[Provided passage — start]

Despite the near-term downward revisions, Vietnam’s power sector as a whole is still poised for robust growth over the coming decade, Fitch Solutions has said in its latest report.
According to Fitch Solutions, positive economic growth fundamentals in Vietnam will stimulate an ongoing surge in power demand and consumption over the coming decade. While manufacturing is weighed by the outbreak in the near-term, it is expected that growth will rebound relatively quickly, in line with fiscal and monetary support from the government, and possible backlog of orders upon normalization.
Selected markets' exports to China (% of GDP).
Liberal trade policies, including the upcoming ratification of the EU-Vietnam Free Trade Agreement, positive demographics, upscaling of its labor force and rapid urbanization will also support the country’s strong economic growth and further drive power consumption growth rates.
Fitch Solutions predicted power consumption in Vietnam to grow by an annual average of 6.5% between 2020 and 2029, which still remains one of the fastest growth rates in Asia.
Meanwhile, Vietnam’s power consumption growth for 2020 has been revised down to 6.2%, in light of growth pressures stemming from the Covid-19 epidemic. Vietnam’s large manufacturing sector, accounting for 16% of the GDP, is set to come under heavy pressure in the first half of 2020, from supply chain disruptions as a result of the outbreak in China.
Fitch noted that China’s aggressive measures to prevent the spread of the virus have inevitably weighed on domestic manufacturing and production, as well as logistical mobility, which will lead to spillover effects into Vietnam, particularly as China is a key source of raw materials and a major export market for Vietnam.

[Provided passage — finish]
[Dataset records — start]

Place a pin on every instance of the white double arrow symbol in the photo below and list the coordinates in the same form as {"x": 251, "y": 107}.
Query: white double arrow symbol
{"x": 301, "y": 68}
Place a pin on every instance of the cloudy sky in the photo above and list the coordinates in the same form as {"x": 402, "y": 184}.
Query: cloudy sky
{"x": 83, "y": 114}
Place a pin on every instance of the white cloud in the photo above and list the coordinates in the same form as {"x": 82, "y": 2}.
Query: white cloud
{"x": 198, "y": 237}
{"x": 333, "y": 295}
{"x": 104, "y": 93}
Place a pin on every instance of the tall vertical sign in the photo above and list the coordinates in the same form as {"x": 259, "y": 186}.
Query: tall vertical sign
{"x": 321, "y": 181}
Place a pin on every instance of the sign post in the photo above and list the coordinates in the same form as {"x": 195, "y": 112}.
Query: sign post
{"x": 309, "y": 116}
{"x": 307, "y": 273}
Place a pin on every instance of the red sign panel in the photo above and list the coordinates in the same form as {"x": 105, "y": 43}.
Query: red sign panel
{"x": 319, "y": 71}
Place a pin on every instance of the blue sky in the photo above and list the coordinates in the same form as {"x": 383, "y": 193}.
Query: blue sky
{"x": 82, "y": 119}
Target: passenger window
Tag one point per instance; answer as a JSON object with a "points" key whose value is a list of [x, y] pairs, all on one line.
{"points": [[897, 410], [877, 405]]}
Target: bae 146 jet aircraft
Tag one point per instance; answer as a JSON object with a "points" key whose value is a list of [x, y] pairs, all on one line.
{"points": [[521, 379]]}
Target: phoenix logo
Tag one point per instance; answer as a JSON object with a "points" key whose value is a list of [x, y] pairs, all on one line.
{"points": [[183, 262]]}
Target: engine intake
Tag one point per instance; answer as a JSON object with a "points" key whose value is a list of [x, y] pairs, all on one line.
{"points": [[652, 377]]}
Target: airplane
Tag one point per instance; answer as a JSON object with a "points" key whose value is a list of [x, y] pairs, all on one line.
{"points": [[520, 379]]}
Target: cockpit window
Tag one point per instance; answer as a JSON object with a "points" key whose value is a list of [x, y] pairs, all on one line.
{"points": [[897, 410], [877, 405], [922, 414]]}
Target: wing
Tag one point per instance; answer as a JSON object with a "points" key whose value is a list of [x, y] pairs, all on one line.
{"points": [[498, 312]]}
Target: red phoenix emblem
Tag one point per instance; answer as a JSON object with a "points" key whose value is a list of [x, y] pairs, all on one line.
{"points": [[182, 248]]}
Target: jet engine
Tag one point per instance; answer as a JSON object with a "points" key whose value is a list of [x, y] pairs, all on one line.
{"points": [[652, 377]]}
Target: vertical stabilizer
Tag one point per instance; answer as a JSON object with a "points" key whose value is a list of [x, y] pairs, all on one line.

[Dataset records — finish]

◆ Actions to take:
1 > Render this sentence from the Vietnam power sector article into Spanish: "Fitch Solutions predicted power consumption in Vietnam to grow by an annual average of 6.5% between 2020 and 2029, which still remains one of the fastest growth rates in Asia."
2 > Carry on the Vietnam power sector article, picking up after its last sentence.
The listing has no connection to the article on Vietnam's power sector.

◆ Response list:
1 > Fitch Solutions pronosticó que el consumo de electricidad en Vietnam crecería a un promedio anual del 6,5 % entre 2020 y 2029, lo que sigue siendo una de las tasas de crecimiento más rápidas de Asia.

2 >
|Vietnam's natural gas power generation.|
Additionally, gas-fired generation is forecast to pick up after 2023, given an increasingly favorable investment environment towards liquified natural gas (LNG), with further upside risk.
The anticipated commissioning of PV Gas’ Thi Vai LNG terminal in the Ba Ria-Vung Tau province in end-2022 will allow Vietnam to begin importing LNG for the first time, which could offer some relief for gas-fired generation thereafter.
The government has recently highlighted the use of LNG as a source for power generation, and will look to create more favorable conditions for foreign investors to develop such projects, said Fitch.
|Vietnam's total power generation and consumption.|
This has already translated into strong investor interests in LNG projects over the past six months, and a robust LNG-to-power project pipeline. Fitch Solutions said that there are now approximately 26GW worth of gas-fired power projects in the pre-final investment decision (FID) phase in Vietnam, which are slated to come online between 2022 and 2029. As such, there should be a rebound in gas generation to occur only after 2023, assuming that some of these projects will come online as planned.
That said, the lack of FIDs to date means that some of these projects are inherently exposed to a certain level of risk, including delays at the bureaucratic level, and Fitch, thus, did not incorporate all of this capacity into its forecasts.